» Position annotation records
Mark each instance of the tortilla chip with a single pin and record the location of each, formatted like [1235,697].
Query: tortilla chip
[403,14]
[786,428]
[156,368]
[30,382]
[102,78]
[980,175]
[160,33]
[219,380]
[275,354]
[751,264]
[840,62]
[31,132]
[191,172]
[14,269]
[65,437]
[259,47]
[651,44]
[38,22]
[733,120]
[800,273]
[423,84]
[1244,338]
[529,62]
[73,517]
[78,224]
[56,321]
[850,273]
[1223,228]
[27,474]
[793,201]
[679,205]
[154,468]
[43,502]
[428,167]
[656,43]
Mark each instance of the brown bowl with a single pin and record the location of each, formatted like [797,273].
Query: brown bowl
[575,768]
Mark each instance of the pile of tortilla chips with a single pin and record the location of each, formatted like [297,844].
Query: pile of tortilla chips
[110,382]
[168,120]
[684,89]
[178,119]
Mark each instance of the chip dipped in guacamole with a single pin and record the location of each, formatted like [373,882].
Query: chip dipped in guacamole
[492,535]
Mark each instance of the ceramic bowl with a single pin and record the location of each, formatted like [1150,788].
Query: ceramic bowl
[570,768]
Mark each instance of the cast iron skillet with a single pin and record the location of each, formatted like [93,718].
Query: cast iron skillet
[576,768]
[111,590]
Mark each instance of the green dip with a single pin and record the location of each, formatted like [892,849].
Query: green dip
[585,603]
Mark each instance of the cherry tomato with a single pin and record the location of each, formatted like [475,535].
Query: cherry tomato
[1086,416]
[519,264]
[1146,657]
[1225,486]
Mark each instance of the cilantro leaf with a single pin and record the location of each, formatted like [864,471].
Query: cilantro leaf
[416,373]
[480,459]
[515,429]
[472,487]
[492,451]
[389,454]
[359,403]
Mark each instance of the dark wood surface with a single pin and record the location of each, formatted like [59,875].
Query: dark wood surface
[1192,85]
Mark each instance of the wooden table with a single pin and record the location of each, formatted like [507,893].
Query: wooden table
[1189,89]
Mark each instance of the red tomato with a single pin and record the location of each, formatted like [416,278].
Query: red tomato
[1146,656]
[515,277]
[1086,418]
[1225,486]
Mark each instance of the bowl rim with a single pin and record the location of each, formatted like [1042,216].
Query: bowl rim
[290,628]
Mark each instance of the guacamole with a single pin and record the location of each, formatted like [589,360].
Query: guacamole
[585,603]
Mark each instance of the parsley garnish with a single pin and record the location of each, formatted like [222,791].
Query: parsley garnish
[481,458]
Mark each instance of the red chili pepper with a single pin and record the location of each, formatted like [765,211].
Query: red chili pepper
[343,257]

» What is being asked
Copy all the entries verbatim.

» The result
Mark each instance of the tortilla chip with a single pin and record the location of each, formatted like [1235,697].
Query: tortilla chip
[403,14]
[786,428]
[156,368]
[30,382]
[102,78]
[980,175]
[160,33]
[219,380]
[275,354]
[751,264]
[840,62]
[31,132]
[191,172]
[14,269]
[65,437]
[259,47]
[651,44]
[38,22]
[733,120]
[800,273]
[423,84]
[1244,338]
[529,62]
[73,517]
[78,224]
[56,321]
[850,273]
[1223,228]
[27,474]
[793,201]
[679,205]
[154,468]
[43,502]
[428,167]
[656,43]
Mark each instance of the brown bowl with a single pin and record the location of each, formatted like [797,273].
Query: brown bowl
[575,768]
Mark each instance of the pile of tortilla chips with a single pin and record the location of each, formatted like [297,844].
Query: pile of tortilla chips
[110,382]
[168,120]
[684,89]
[178,119]
Mark each instance of the chip dipped in guacamole with a single pin and record the location of each, formatted like [373,882].
Query: chip dipped in guacamole
[492,535]
Mark each instance of the ceramic bowl with a single pin and record the location of each, formatted like [1150,788].
Query: ceramic bowl
[570,768]
Mark each instance of the cast iron skillet with a single pin and record the location of each, formatted like [93,718].
Query: cast iron skillet
[576,768]
[111,590]
Mark each instance of the green dip with a single pin and record the location of each, formatted like [892,849].
Query: green dip
[585,603]
Mark each instance of the cherry tomato with a single pin and record the location of each, formatted like [475,535].
Query: cherry tomato
[1086,416]
[519,264]
[1146,657]
[1225,486]
Mark each instance of the cilantro leaf with a single pin and record the location of each, formatted like [864,471].
Query: cilantro leaf
[416,373]
[480,459]
[515,429]
[472,487]
[492,451]
[389,454]
[359,403]
Mark each instance of the dark wood surface with a single pin and record the location of each, formatted like [59,875].
Query: dark wood surface
[1192,85]
Mark each instance of the wooden table with a single pin and record the location of each, formatted like [507,893].
Query: wooden table
[1189,89]
Mark each instance of the red tomato with a single pin and record the location of each, formatted like [416,278].
Query: red tomato
[1146,656]
[515,277]
[1086,418]
[1225,486]
Mark each instance of the bowl rim with a single pin and record the location of each, formatted like [1042,216].
Query: bowl rim
[290,628]
Mark each instance of the guacamole with a single pin and record the location of each, formatted like [589,360].
Query: guacamole
[585,603]
Mark each instance of the parsley garnish with a single pin and record the location of each, formatted like [222,791].
Query: parsley garnish
[481,458]
Mark each instance of the red chili pepper with a single pin and record the location of each, formatted like [765,211].
Query: red chili pepper
[343,257]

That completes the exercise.